* Exercise task
Return, word for word, the lines below that start with the one containing "the red dirt" and run through the final line, and nothing else.

* Records
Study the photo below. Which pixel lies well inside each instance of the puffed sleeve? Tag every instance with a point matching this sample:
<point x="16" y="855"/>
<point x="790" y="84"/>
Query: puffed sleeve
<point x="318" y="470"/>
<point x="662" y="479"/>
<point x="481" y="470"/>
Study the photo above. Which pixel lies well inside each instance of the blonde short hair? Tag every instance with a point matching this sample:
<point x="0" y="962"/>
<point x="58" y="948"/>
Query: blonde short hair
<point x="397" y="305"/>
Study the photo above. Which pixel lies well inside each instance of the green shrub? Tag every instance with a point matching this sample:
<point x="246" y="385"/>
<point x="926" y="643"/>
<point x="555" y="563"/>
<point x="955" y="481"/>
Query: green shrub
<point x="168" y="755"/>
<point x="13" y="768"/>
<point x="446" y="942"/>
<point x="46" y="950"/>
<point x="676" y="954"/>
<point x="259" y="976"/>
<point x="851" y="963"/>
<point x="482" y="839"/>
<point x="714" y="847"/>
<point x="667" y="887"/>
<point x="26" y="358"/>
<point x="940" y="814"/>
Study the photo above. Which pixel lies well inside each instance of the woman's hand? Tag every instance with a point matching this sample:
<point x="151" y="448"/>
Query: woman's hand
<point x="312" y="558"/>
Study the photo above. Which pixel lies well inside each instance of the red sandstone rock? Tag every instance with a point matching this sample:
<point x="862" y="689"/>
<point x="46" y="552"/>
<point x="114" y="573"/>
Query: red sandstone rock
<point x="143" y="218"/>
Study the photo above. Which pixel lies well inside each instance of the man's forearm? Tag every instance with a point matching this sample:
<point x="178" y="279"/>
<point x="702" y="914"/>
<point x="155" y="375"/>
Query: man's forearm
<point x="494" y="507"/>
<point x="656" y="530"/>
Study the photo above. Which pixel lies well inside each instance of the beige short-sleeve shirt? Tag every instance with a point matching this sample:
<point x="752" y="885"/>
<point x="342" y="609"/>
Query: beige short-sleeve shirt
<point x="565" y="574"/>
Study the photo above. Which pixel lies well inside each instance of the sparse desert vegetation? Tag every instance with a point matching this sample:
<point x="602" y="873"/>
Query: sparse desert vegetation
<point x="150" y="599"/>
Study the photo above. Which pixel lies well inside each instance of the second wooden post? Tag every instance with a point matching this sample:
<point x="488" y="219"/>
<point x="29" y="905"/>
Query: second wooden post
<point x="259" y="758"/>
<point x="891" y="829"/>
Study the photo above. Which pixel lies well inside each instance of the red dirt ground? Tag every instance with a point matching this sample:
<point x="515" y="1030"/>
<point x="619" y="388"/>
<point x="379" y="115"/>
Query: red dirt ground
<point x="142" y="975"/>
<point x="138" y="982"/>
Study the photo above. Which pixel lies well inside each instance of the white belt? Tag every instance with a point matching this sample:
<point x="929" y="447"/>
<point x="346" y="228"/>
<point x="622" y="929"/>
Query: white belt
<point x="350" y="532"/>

* Result for this task
Study the photo above. Which pixel lies well inside each instance of the red dirt ground? Tag every instance with a point matching this sample:
<point x="515" y="1030"/>
<point x="619" y="388"/>
<point x="379" y="115"/>
Query: red dirt ground
<point x="142" y="975"/>
<point x="138" y="982"/>
Study the photo above. Which pixel lies well inside each instance of the white belt? Tag every instance with a point matching this sample:
<point x="929" y="447"/>
<point x="346" y="228"/>
<point x="622" y="929"/>
Query: white belt
<point x="350" y="532"/>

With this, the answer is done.